Task requirements -> Transcribe each line of the material as it is, and drop any picture.

Source data
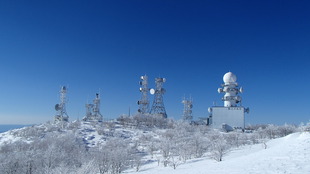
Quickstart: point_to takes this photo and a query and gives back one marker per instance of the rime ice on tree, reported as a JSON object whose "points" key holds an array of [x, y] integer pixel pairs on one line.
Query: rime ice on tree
{"points": [[61, 114], [230, 116], [187, 110], [158, 107], [144, 101], [93, 110]]}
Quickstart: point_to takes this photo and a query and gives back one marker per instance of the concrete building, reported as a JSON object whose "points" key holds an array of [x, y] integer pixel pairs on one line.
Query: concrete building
{"points": [[231, 115]]}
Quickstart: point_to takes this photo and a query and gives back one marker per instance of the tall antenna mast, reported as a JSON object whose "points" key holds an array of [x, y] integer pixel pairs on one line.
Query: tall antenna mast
{"points": [[61, 114], [187, 110], [158, 107], [144, 101], [93, 110]]}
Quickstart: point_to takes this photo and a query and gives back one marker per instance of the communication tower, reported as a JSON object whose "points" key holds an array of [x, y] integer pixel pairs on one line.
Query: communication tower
{"points": [[144, 101], [93, 110], [61, 114], [158, 107], [230, 116], [187, 110]]}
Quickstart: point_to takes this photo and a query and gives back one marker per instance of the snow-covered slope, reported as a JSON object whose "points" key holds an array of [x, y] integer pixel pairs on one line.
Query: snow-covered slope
{"points": [[290, 154]]}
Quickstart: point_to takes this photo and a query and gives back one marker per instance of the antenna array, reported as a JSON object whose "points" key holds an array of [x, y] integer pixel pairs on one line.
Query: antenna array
{"points": [[144, 101], [93, 110], [187, 110], [158, 107], [61, 114]]}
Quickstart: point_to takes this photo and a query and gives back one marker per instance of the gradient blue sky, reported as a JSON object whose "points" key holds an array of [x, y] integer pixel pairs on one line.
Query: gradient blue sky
{"points": [[108, 45]]}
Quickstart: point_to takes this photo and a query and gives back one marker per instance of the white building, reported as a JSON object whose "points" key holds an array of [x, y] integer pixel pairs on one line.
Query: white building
{"points": [[230, 116]]}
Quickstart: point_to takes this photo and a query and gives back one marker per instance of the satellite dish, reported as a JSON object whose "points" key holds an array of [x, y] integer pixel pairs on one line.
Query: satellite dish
{"points": [[57, 107], [209, 110], [152, 91], [219, 90]]}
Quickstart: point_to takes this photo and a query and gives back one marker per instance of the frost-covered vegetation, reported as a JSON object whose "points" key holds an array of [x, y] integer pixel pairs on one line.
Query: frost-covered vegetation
{"points": [[129, 142]]}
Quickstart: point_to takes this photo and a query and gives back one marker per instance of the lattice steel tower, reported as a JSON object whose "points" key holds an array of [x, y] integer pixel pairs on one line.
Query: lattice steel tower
{"points": [[144, 101], [93, 110], [61, 114], [187, 110], [158, 107]]}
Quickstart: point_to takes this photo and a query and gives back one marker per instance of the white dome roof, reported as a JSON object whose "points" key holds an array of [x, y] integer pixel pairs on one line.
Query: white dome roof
{"points": [[229, 78]]}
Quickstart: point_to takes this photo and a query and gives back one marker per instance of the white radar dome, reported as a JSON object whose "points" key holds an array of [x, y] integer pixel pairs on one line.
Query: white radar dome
{"points": [[229, 78]]}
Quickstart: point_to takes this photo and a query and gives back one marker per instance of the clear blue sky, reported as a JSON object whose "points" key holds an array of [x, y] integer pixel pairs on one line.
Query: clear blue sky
{"points": [[108, 45]]}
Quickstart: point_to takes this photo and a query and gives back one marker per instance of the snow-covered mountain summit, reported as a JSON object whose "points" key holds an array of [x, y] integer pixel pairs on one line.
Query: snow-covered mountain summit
{"points": [[152, 145]]}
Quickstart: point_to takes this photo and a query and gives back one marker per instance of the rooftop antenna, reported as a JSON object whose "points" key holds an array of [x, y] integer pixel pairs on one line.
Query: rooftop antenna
{"points": [[144, 101], [60, 108], [158, 107]]}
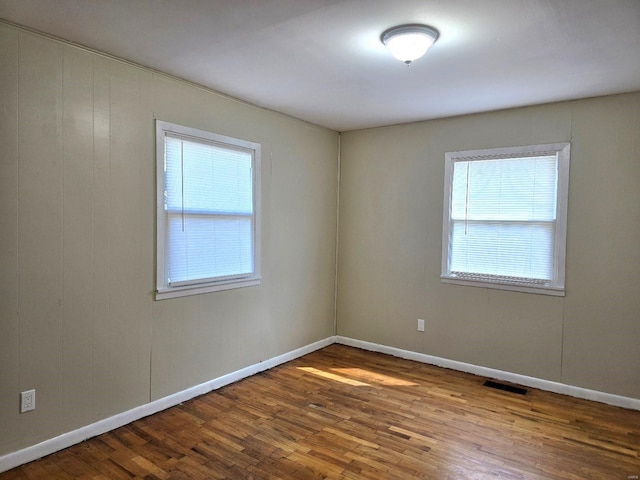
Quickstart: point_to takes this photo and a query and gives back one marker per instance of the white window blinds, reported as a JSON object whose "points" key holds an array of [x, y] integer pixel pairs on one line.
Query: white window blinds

Correct answer ->
Quickstart: point_to takes this photo and a query and gives back one marker per instance of the rime ice on tree, reported as a JSON object whose "points" key holds an array of [x, y] integer pixel pairs on one line.
Query: rime ice on tree
{"points": [[61, 114], [230, 116], [187, 110], [158, 107], [144, 101], [93, 110]]}
Quickstart: point_to takes this photo and a query and gives back one marker per instance of the concrete building, reported as a JSON object whose "points" key holds an array of [x, y] integer pixel pairs on one line.
Query: concrete building
{"points": [[231, 115]]}
Quickstart: point_to takes this photo and a query and gives back one marker per instance of the tall antenna mast, reported as a JSON object whose "points" key holds an array of [x, y] integer pixel pairs on one line.
Query: tall antenna mast
{"points": [[61, 114], [187, 110], [158, 107], [144, 101], [93, 110]]}
Quickstart: point_to takes this photo and a query and gives back one marker per instance of the communication tower, reported as a JSON object whose "points" key holds an array of [x, y] integer pixel pairs on one line.
Query: communication tower
{"points": [[144, 101], [93, 110], [61, 114], [158, 107], [230, 116], [187, 110]]}
Quickstart: point_to takes this photo and a query and gives back one marker per instance of the snow-covered slope, reported as a JSON object whose "points" key holds an array of [x, y] integer pixel pairs on one line.
Query: snow-covered slope
{"points": [[290, 154]]}
Quickstart: point_to takes this photo and a query and gives back one marker per instance of the antenna array, reported as a JSON object whose "points" key holds an array of [x, y] integer pixel pairs on one line.
Query: antenna array
{"points": [[144, 101], [93, 110], [187, 110], [158, 107], [61, 114]]}
Quickstart: point_to takes this photo and a query and gives back one marker per instance of the gradient blue sky, reported as a JSON object whose "points" key holds an array of [x, y] integer pixel pairs on one line.
Query: gradient blue sky
{"points": [[108, 45]]}
Quickstart: point_to takes this photo and a query and gives back one marker per instance of the white building, reported as a JSON object whose "points" key holds an array of [x, y] integer pixel pairs on one line.
Query: white building
{"points": [[230, 116]]}
Quickstart: point_to takes this photo and a query and gives back one marker per instance of the satellite dish, reported as a JSON object whose "points" key holds an array of [x, y] integer pixel pairs on one line.
Query: satellite dish
{"points": [[57, 107], [209, 110], [152, 91], [219, 90]]}
Quickstart: point_to takes this photo and a query and gives back one marker per instance of the frost-covered vegetation, reported as a JSON object whose "points" key holds an array of [x, y] integer pixel pairs on one line.
Query: frost-covered vegetation
{"points": [[129, 142]]}
Quickstart: point_to takes this photo and a query and gives back one marker per instance of the lattice steel tower, reported as a JSON object whose "points" key holds an array of [x, y] integer pixel pairs on one line.
Query: lattice steel tower
{"points": [[144, 101], [93, 110], [61, 114], [187, 110], [158, 107]]}
Quickstart: point_to takes this photo and a query and gives back one marker per instance of the white dome roof, reported as a JSON object whose "points" key holds an array of [x, y] integer pixel pairs on one line.
Query: white dome roof
{"points": [[229, 78]]}
Quickstart: point_to takes this photo and a query and gives back one marker per instance of the white radar dome, reported as a JSON object whose "points" key holds an array of [x, y] integer pixel pairs on one line.
Query: white radar dome
{"points": [[229, 78]]}
Quickstart: point_to takes this photo and a query and gives back one marker per instance of the clear blue sky, reported as a JSON object whose "points" key holds an array of [x, y] integer pixel pairs on one line.
Query: clear blue sky
{"points": [[108, 45]]}
Quickstart: point_to takes this photo and a query and gives back one marker per instance of the snow-covered mountain summit, reported as a JSON object whose "points" key holds an array of [x, y] integer pixel pairs on one line.
Query: snow-covered mountain summit
{"points": [[152, 145]]}
Quickstart: point_to takes this photo and a query and gives back one marker per instance of the rooftop antenna, reported as a JSON object whose "points" key holds an array of [x, y] integer pixel pairs on one line.
Query: rooftop antenna
{"points": [[144, 101], [60, 108], [158, 107]]}
Quickstart: point_to takes this photo and a query and gives back one marker per instance of the white window blinds, reported as a JSON object whose "points" key holds an array of [x, y] integer pixel pairs on one line.
Query: white window blinds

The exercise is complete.